DATASET ENTRIES |
☆ ☆ ☆

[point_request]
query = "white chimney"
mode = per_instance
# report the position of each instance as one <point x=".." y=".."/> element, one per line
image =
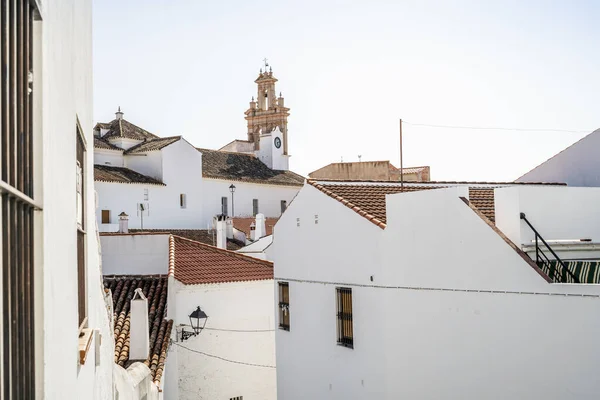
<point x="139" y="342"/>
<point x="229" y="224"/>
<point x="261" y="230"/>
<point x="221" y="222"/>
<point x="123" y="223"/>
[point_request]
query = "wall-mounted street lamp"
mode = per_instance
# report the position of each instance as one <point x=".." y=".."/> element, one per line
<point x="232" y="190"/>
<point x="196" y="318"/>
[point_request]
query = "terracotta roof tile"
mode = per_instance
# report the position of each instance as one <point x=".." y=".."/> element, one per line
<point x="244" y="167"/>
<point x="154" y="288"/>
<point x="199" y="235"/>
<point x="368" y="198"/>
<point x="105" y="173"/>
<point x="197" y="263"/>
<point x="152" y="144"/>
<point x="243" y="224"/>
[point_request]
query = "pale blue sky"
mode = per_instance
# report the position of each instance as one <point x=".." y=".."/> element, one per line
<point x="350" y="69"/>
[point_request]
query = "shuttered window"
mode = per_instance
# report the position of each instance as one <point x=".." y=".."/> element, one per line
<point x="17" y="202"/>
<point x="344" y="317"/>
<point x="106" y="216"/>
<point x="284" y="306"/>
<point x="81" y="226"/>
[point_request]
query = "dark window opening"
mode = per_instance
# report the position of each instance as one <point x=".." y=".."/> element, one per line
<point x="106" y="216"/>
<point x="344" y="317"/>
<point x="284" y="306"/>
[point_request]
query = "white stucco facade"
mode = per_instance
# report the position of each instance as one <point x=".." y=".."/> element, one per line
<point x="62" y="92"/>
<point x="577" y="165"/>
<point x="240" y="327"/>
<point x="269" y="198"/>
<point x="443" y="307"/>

☆ ☆ ☆

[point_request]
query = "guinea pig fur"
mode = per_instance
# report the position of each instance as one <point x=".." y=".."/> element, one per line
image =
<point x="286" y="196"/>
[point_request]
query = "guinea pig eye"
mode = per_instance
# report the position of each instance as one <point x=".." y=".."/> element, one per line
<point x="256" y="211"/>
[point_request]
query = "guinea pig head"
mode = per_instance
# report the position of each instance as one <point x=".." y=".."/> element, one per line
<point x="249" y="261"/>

☆ ☆ ☆

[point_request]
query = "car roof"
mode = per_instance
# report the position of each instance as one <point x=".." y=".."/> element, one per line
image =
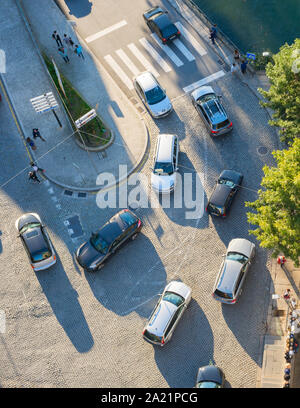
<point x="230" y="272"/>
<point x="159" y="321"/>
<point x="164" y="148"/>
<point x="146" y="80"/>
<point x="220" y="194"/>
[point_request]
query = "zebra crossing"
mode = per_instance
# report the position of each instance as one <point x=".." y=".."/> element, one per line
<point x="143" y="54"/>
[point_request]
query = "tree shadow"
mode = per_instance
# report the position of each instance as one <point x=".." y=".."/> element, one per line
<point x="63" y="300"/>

☆ ☆ ☆

How many lines in the data above contain the string "roof"? Reply with the number alone.

ANSWER TO THIS PROBLEM |
2